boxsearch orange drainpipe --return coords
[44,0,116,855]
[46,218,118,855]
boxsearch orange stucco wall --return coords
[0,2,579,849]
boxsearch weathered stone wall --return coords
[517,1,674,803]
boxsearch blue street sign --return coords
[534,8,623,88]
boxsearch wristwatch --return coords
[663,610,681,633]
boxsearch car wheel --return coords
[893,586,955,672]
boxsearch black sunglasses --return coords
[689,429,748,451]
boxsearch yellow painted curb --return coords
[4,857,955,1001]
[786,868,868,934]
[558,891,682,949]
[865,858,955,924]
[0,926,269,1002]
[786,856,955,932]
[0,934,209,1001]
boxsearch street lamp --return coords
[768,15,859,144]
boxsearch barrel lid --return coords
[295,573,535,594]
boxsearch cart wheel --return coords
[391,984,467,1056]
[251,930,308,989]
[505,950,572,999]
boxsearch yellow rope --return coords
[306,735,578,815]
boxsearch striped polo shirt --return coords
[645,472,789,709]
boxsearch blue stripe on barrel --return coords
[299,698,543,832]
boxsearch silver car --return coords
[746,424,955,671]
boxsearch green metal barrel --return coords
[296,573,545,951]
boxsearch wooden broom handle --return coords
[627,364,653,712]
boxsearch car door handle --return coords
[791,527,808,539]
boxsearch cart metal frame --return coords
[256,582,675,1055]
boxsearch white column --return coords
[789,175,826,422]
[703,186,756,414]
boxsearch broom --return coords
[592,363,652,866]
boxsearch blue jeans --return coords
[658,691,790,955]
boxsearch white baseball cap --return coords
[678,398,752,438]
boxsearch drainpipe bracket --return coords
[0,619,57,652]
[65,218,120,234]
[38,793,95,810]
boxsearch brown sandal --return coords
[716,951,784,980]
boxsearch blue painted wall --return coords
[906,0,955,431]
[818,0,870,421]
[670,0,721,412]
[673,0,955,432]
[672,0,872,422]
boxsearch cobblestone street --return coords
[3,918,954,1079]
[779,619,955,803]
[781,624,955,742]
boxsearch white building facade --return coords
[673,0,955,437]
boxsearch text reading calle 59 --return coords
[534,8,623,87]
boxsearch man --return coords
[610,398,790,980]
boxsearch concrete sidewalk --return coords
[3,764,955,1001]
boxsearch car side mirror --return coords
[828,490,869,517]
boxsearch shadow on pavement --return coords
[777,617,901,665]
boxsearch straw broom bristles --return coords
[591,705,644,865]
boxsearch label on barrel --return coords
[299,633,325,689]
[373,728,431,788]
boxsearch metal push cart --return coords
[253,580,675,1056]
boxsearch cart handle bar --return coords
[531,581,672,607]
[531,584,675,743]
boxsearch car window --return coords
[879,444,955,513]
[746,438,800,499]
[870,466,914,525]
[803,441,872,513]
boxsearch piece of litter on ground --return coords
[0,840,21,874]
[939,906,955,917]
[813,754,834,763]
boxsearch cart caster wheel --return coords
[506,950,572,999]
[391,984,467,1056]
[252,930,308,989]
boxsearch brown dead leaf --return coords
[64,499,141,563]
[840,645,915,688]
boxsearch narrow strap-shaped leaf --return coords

→ Aim of the exercise:
An exact copy of every record is needed, so retype them all.

→ Solution to this exercise:
boxsearch orange drainpipe --return coords
[44,0,116,855]
[46,218,118,855]
boxsearch orange stucco wall --return coords
[0,2,579,849]
boxsearch weathered stone wall --return coords
[517,1,674,803]
boxsearch blue street sign --return coords
[534,8,623,88]
boxsearch wristwatch --return coords
[663,610,681,633]
boxsearch car wheel --return coords
[893,586,955,672]
boxsearch black sunglasses --return coords
[689,429,748,451]
boxsearch yellow painted curb --return coords
[4,857,955,1001]
[786,868,868,934]
[558,891,682,949]
[865,858,955,924]
[0,926,269,1002]
[786,856,955,932]
[0,934,209,1001]
boxsearch street lamp --return coords
[768,15,859,144]
boxsearch barrel lid --return coords
[295,573,535,594]
boxsearch cart wheel --return coords
[391,984,467,1056]
[251,930,308,989]
[505,950,572,999]
boxsearch yellow rope --return coords
[306,735,578,815]
boxsearch striped polo shirt --return coords
[645,472,789,709]
boxsearch blue stripe on barrel --return coords
[299,698,543,832]
boxsearch silver car --return coords
[746,424,955,671]
boxsearch green metal barrel --return coords
[296,573,545,951]
boxsearch wooden broom handle --return coords
[627,364,653,712]
boxsearch car door handle --return coords
[791,527,808,539]
boxsearch cart metal frame --return coords
[256,582,675,1055]
boxsearch white column --return coords
[789,175,826,422]
[703,186,756,414]
boxsearch broom --return coords
[592,363,652,866]
boxsearch blue jeans --return coords
[658,691,790,955]
boxsearch white baseball cap --return coords
[678,398,752,438]
boxsearch drainpipe bracket --return coords
[0,619,57,652]
[65,218,120,234]
[38,793,95,810]
boxsearch brown sandal --return coords
[716,951,784,980]
boxsearch blue painted wall --return coords
[906,0,955,431]
[818,0,870,421]
[670,0,721,412]
[673,0,955,432]
[672,0,872,422]
boxsearch cobblestone street --return coords
[3,918,954,1079]
[779,619,955,803]
[781,624,955,742]
boxsearch white building facade --return coords
[673,0,955,437]
boxsearch text reading calle 59 --return coords
[534,8,623,87]
boxsearch man --return coords
[610,398,790,980]
boxsearch concrete sidewalk --return coords
[3,764,955,1001]
boxsearch car side mirror --return coords
[828,490,869,517]
boxsearch shadow on pavement --return coords
[777,617,901,665]
boxsearch straw broom bristles --return coords
[591,705,644,865]
boxsearch label on barrel --return coords
[299,633,325,689]
[373,728,431,788]
boxsearch metal push cart --return coords
[253,580,675,1056]
boxsearch cart handle bar --return coords
[531,581,672,607]
[531,584,675,743]
boxsearch car window --return coords
[879,444,955,513]
[746,438,800,499]
[870,466,914,525]
[803,441,872,513]
boxsearch piece of litter on ground --return coords
[0,840,21,874]
[939,906,955,917]
[813,754,834,763]
boxsearch cart caster wheel --return coords
[506,950,572,999]
[391,984,467,1056]
[252,930,308,989]
boxsearch brown dead leaf --return coords
[64,499,141,563]
[840,645,915,688]
boxsearch narrow strap-shaped leaf --return coords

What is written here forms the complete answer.